— TASK INSTRUCTIONS —
Go through the records and show each line where the word "player" occurs.

— INFORMATION SUPPLIED —

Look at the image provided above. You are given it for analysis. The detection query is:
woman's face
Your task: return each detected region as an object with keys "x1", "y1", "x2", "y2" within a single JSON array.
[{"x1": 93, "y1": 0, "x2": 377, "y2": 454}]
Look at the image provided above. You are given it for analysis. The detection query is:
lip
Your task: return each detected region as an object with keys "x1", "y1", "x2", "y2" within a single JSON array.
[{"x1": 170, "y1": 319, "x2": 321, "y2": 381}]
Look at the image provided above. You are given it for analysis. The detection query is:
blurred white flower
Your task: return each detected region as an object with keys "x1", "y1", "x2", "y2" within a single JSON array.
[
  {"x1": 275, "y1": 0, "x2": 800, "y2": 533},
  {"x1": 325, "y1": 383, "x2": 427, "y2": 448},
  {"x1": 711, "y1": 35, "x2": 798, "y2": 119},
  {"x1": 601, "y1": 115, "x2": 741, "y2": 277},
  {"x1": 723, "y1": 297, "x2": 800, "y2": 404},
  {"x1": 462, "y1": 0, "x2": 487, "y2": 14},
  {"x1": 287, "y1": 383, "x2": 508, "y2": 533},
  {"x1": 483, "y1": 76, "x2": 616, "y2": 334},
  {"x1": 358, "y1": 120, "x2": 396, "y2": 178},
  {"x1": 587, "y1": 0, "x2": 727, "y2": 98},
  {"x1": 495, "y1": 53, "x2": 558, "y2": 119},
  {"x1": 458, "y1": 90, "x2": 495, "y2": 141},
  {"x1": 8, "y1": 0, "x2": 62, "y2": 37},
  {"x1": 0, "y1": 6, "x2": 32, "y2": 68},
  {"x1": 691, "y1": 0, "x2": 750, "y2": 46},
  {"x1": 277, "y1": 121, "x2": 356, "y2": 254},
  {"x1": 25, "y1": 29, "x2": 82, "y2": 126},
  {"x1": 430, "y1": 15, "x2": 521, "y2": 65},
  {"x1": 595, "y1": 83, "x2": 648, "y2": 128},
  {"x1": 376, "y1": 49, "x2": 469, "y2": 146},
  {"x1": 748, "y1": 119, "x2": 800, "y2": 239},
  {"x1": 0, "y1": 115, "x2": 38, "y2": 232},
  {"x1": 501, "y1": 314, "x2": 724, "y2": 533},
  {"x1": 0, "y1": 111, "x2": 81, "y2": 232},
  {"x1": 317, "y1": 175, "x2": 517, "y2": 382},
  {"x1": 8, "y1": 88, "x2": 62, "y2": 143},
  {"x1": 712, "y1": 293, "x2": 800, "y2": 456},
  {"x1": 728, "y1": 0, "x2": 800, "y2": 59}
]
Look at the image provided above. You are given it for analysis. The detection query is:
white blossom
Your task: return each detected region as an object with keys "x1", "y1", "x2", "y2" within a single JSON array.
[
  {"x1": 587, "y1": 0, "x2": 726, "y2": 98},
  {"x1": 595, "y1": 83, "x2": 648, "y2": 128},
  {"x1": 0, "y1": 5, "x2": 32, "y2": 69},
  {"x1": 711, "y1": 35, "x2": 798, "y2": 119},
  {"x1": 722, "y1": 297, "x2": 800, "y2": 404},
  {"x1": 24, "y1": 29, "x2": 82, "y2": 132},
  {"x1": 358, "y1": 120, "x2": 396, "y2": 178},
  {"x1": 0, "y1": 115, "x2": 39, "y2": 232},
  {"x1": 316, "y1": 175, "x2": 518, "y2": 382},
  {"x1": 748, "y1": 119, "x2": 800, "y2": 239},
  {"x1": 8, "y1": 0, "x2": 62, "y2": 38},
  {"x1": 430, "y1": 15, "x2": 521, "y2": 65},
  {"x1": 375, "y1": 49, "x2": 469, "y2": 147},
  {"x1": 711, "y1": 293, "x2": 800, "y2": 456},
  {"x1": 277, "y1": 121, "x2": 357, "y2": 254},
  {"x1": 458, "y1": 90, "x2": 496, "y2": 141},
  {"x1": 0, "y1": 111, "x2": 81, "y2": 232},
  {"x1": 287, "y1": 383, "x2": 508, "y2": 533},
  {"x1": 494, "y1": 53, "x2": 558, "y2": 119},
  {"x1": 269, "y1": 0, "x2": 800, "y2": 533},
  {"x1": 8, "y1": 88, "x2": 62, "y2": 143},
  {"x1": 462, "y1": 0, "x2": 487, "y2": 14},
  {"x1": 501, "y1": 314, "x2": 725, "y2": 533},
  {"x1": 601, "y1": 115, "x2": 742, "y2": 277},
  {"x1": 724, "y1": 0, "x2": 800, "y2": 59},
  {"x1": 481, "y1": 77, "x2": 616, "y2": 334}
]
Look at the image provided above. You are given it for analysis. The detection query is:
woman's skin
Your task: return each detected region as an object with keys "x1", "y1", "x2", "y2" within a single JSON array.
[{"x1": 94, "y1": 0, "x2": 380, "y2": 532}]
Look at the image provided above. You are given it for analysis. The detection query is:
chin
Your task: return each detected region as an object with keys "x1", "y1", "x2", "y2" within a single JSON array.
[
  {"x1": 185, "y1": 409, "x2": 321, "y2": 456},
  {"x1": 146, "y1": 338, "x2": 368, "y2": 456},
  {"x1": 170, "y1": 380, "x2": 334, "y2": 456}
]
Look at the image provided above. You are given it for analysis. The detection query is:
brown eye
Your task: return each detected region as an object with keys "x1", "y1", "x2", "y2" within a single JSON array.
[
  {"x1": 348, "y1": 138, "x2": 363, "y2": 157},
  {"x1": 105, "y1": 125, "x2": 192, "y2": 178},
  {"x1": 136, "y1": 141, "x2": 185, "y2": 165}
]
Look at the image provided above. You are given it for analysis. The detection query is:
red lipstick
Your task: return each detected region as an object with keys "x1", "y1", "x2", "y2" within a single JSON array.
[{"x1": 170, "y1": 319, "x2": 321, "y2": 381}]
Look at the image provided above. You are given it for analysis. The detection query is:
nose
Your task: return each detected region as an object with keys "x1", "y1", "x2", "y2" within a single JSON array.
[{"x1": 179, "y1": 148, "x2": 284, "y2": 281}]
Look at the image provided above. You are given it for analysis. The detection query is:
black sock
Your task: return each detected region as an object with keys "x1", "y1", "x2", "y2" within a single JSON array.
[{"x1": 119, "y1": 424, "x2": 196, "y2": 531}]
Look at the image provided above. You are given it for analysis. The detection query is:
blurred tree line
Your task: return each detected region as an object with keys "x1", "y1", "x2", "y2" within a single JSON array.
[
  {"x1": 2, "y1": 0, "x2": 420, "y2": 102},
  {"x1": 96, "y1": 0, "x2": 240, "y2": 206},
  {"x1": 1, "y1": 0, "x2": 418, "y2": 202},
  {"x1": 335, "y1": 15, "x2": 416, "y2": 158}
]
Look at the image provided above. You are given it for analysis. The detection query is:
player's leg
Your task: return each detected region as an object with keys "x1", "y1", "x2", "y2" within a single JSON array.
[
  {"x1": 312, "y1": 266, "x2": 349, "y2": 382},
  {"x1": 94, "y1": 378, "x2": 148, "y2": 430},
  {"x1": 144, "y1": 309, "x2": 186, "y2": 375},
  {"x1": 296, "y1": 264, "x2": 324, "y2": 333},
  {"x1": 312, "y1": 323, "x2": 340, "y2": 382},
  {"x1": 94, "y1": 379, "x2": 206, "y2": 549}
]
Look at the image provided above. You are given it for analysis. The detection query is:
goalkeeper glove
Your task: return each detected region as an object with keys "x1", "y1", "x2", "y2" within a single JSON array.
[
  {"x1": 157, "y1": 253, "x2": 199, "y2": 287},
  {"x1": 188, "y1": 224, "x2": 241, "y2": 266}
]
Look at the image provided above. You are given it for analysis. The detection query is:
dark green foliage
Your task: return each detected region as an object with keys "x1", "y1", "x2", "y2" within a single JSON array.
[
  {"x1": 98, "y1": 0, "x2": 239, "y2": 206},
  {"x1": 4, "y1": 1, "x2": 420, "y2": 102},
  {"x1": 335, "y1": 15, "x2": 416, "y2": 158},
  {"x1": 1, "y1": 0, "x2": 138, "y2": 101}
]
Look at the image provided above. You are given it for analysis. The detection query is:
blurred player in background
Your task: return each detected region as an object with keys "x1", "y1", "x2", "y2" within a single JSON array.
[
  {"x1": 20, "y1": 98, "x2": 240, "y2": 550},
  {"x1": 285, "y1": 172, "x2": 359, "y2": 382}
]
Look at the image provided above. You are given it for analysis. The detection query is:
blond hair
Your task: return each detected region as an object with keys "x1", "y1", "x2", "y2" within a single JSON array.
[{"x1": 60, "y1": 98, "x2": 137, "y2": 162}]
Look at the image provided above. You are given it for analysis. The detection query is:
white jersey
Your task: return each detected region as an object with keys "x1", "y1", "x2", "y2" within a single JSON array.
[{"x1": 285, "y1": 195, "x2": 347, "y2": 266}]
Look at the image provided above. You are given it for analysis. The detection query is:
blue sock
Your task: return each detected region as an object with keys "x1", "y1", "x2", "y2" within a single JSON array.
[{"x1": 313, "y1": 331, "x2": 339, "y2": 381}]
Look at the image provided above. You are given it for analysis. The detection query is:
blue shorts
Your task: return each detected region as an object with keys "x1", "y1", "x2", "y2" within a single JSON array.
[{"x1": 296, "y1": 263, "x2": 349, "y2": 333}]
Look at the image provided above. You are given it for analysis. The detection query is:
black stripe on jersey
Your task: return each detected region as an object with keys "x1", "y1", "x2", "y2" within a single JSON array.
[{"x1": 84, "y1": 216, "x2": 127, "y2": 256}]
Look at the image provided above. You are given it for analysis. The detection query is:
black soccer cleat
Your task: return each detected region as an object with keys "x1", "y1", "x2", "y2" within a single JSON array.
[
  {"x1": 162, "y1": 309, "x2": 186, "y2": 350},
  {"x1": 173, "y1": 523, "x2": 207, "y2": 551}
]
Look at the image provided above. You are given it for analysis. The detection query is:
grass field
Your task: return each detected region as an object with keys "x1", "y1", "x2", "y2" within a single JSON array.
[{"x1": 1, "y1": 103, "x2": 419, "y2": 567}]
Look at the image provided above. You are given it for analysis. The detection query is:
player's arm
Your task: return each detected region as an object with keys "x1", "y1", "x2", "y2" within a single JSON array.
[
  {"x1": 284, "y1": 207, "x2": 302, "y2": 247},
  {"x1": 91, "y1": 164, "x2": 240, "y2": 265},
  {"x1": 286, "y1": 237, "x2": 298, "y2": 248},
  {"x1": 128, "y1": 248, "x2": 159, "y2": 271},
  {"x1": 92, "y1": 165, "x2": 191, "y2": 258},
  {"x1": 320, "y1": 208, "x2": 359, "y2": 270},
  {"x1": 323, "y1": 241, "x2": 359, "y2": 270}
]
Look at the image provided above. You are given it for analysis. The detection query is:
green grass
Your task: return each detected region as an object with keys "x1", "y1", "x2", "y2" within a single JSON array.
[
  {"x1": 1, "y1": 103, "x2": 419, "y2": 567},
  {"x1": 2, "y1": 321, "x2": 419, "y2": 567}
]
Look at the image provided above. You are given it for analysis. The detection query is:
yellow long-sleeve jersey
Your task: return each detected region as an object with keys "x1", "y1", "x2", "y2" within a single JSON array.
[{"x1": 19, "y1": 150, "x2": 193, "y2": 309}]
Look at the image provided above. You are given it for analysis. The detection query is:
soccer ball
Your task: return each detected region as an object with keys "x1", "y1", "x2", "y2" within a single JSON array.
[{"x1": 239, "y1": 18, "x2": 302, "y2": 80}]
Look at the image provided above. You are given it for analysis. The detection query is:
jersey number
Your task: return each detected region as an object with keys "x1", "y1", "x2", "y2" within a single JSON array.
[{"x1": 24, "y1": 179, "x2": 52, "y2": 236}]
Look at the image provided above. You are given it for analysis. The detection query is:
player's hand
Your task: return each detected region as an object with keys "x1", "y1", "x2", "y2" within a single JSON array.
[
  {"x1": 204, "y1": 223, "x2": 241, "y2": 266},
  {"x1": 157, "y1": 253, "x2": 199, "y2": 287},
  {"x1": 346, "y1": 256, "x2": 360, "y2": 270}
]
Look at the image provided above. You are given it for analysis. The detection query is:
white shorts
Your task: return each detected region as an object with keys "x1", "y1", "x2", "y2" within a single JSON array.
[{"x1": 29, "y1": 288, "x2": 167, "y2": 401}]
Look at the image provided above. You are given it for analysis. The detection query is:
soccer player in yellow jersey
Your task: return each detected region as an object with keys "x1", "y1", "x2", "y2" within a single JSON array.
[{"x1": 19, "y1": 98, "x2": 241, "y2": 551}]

— EXPECTED OUTPUT —
player's leg
blurred player in background
player's arm
player's hand
soccer player in yellow jersey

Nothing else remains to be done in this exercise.